Activity:
The entries below should be transcribed in their entirety, exactly as written.

Study material:
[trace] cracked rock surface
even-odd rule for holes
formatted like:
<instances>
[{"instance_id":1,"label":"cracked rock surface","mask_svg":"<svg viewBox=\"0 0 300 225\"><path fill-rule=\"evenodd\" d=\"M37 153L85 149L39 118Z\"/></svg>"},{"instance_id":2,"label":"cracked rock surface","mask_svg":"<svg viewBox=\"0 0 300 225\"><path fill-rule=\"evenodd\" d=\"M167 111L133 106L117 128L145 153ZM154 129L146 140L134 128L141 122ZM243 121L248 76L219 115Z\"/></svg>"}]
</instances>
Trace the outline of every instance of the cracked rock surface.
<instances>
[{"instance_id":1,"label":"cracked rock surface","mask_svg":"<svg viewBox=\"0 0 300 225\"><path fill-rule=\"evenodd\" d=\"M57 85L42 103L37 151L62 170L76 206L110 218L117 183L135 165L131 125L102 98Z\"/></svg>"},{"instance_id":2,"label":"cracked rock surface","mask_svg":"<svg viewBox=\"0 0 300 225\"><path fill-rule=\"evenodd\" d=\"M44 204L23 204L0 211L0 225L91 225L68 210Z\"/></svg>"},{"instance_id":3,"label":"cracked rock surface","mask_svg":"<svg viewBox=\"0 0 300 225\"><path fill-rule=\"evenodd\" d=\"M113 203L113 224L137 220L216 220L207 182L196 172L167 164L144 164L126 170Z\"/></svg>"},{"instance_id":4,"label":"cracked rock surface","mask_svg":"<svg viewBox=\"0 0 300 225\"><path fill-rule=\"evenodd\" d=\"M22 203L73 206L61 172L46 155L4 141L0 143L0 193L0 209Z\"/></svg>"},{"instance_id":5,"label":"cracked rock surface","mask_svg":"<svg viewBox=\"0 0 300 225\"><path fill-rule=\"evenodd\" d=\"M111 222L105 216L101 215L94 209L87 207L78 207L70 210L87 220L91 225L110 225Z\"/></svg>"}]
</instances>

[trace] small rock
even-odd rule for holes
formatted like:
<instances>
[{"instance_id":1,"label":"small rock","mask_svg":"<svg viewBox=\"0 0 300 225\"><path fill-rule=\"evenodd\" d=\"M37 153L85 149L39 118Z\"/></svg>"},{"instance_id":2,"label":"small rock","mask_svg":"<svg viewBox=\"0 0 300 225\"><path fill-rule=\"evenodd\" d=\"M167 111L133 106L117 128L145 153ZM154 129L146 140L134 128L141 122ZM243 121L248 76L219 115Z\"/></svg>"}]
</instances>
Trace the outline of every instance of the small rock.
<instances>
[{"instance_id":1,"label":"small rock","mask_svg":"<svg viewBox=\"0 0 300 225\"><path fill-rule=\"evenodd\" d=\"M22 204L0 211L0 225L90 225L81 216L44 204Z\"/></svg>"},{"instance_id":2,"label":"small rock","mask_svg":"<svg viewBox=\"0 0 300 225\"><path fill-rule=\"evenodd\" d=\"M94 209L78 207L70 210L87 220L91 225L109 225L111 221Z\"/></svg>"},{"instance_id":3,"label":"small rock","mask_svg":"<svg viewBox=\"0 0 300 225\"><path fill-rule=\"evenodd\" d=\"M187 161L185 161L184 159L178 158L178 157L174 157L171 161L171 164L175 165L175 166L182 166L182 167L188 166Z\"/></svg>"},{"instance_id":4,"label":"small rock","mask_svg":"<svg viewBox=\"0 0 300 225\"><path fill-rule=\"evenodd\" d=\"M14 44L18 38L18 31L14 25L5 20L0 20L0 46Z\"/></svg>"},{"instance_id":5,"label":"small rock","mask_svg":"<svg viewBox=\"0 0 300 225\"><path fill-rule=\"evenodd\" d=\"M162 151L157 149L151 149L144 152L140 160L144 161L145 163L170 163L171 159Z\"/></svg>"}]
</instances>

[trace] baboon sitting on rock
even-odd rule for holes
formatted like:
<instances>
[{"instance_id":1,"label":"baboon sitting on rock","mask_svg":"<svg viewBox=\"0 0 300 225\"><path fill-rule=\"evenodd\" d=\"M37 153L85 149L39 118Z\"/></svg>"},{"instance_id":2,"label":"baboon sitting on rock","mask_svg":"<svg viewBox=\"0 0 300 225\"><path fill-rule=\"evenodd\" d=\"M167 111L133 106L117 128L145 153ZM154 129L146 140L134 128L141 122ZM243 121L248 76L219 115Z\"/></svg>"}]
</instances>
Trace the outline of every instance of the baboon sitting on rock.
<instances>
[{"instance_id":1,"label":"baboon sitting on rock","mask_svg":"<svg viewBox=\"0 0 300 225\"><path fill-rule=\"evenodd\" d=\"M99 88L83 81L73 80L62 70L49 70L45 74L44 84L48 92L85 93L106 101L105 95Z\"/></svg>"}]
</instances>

Task answer:
[trace] cracked rock surface
even-odd rule for holes
formatted like:
<instances>
[{"instance_id":1,"label":"cracked rock surface","mask_svg":"<svg viewBox=\"0 0 300 225\"><path fill-rule=\"evenodd\" d=\"M37 153L85 149L39 118Z\"/></svg>"},{"instance_id":2,"label":"cracked rock surface","mask_svg":"<svg viewBox=\"0 0 300 225\"><path fill-rule=\"evenodd\" d=\"M167 111L133 106L117 128L145 153ZM154 129L146 140L134 128L141 122ZM243 121L248 76L219 115Z\"/></svg>"}]
</instances>
Trace the outline of every instance of the cracked rock surface.
<instances>
[{"instance_id":1,"label":"cracked rock surface","mask_svg":"<svg viewBox=\"0 0 300 225\"><path fill-rule=\"evenodd\" d=\"M57 85L42 103L37 151L62 170L76 206L110 218L117 183L135 165L131 125L102 98Z\"/></svg>"},{"instance_id":2,"label":"cracked rock surface","mask_svg":"<svg viewBox=\"0 0 300 225\"><path fill-rule=\"evenodd\" d=\"M44 204L23 204L0 211L0 225L91 225L68 210Z\"/></svg>"},{"instance_id":3,"label":"cracked rock surface","mask_svg":"<svg viewBox=\"0 0 300 225\"><path fill-rule=\"evenodd\" d=\"M113 203L113 224L137 220L216 220L207 182L196 172L167 164L144 164L126 170Z\"/></svg>"},{"instance_id":4,"label":"cracked rock surface","mask_svg":"<svg viewBox=\"0 0 300 225\"><path fill-rule=\"evenodd\" d=\"M22 203L73 206L61 172L46 155L4 141L0 143L0 193L0 209Z\"/></svg>"},{"instance_id":5,"label":"cracked rock surface","mask_svg":"<svg viewBox=\"0 0 300 225\"><path fill-rule=\"evenodd\" d=\"M111 222L105 216L101 215L94 209L87 207L78 207L70 210L87 220L91 225L110 225Z\"/></svg>"}]
</instances>

[trace] small rock
even-odd rule for holes
formatted like:
<instances>
[{"instance_id":1,"label":"small rock","mask_svg":"<svg viewBox=\"0 0 300 225\"><path fill-rule=\"evenodd\" d=\"M37 153L85 149L39 118Z\"/></svg>"},{"instance_id":2,"label":"small rock","mask_svg":"<svg viewBox=\"0 0 300 225\"><path fill-rule=\"evenodd\" d=\"M167 111L133 106L117 128L145 153ZM154 129L146 140L134 128L141 122ZM243 121L248 76L219 115Z\"/></svg>"}]
</instances>
Trace the outline of every instance of the small rock.
<instances>
[{"instance_id":1,"label":"small rock","mask_svg":"<svg viewBox=\"0 0 300 225\"><path fill-rule=\"evenodd\" d=\"M22 204L0 211L0 225L90 225L81 216L44 204Z\"/></svg>"},{"instance_id":2,"label":"small rock","mask_svg":"<svg viewBox=\"0 0 300 225\"><path fill-rule=\"evenodd\" d=\"M94 209L78 207L70 210L87 220L91 225L109 225L111 221Z\"/></svg>"},{"instance_id":3,"label":"small rock","mask_svg":"<svg viewBox=\"0 0 300 225\"><path fill-rule=\"evenodd\" d=\"M187 161L185 161L184 159L178 158L178 157L174 157L171 161L171 164L175 165L175 166L182 166L182 167L188 166Z\"/></svg>"},{"instance_id":4,"label":"small rock","mask_svg":"<svg viewBox=\"0 0 300 225\"><path fill-rule=\"evenodd\" d=\"M14 44L18 38L18 31L14 25L5 20L0 20L0 46Z\"/></svg>"},{"instance_id":5,"label":"small rock","mask_svg":"<svg viewBox=\"0 0 300 225\"><path fill-rule=\"evenodd\" d=\"M162 151L157 149L151 149L144 152L140 160L144 161L145 163L170 163L171 159Z\"/></svg>"}]
</instances>

[trace] baboon sitting on rock
even-odd rule for holes
formatted like:
<instances>
[{"instance_id":1,"label":"baboon sitting on rock","mask_svg":"<svg viewBox=\"0 0 300 225\"><path fill-rule=\"evenodd\" d=\"M37 153L85 149L39 118Z\"/></svg>"},{"instance_id":2,"label":"baboon sitting on rock","mask_svg":"<svg viewBox=\"0 0 300 225\"><path fill-rule=\"evenodd\" d=\"M167 111L133 106L117 128L145 153ZM154 129L146 140L134 128L141 122ZM243 121L248 76L219 115Z\"/></svg>"}]
</instances>
Trace the outline of every instance of the baboon sitting on rock.
<instances>
[{"instance_id":1,"label":"baboon sitting on rock","mask_svg":"<svg viewBox=\"0 0 300 225\"><path fill-rule=\"evenodd\" d=\"M99 88L83 81L73 80L62 70L49 70L45 74L44 84L48 92L85 93L106 101L105 95Z\"/></svg>"}]
</instances>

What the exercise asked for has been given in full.